Render the entries below, starting at the line containing "Task: indicate one point on every instance of the ladder side" and ending at the line containing "(1079, 814)", as a two-column CSV with header columns input and output. Give one row per entry, with each field in double quotes and line breaks replaced by spaces.

════════════════

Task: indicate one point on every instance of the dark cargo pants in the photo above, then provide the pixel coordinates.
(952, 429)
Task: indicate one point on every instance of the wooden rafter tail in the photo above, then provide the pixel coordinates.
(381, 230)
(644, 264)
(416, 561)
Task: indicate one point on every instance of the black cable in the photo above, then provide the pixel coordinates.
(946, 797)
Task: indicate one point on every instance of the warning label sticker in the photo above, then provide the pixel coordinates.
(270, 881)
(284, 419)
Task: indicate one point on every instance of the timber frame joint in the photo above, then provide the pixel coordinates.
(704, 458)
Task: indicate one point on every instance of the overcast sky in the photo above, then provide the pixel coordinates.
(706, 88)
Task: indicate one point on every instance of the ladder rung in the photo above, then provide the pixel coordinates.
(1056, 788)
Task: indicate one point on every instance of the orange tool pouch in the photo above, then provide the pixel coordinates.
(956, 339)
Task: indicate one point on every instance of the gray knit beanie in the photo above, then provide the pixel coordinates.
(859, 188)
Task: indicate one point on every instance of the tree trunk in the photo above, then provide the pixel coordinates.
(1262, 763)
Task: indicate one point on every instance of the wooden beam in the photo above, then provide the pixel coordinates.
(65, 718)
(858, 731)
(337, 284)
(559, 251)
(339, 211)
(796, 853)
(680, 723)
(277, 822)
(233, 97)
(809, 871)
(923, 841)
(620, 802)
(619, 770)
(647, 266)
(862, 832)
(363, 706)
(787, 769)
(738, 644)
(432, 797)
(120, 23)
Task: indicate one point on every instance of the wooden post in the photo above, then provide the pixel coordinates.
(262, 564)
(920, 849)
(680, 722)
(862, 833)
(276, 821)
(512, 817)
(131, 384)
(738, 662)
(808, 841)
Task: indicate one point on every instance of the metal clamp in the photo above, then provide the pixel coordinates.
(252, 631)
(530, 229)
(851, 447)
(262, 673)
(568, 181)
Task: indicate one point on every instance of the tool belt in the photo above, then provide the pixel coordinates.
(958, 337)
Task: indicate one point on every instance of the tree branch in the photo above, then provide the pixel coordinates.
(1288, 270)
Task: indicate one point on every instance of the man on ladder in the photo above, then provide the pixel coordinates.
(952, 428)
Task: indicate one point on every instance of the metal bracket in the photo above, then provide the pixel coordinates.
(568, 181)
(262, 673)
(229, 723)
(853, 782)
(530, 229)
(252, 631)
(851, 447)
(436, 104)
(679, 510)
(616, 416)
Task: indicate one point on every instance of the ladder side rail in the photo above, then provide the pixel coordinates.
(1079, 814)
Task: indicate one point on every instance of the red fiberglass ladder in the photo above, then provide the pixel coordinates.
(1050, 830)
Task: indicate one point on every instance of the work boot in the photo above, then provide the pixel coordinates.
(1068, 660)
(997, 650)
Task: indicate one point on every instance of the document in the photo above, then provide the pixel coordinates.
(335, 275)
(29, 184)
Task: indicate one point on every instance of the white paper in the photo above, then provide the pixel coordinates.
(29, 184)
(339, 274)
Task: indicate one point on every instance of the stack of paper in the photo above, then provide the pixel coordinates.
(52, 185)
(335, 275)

════════════════

§ **The output**:
input,output
"Task: indicate one point on every instance of the ladder side rail in the photo above, then provide the pixel coordinates.","(1079, 814)"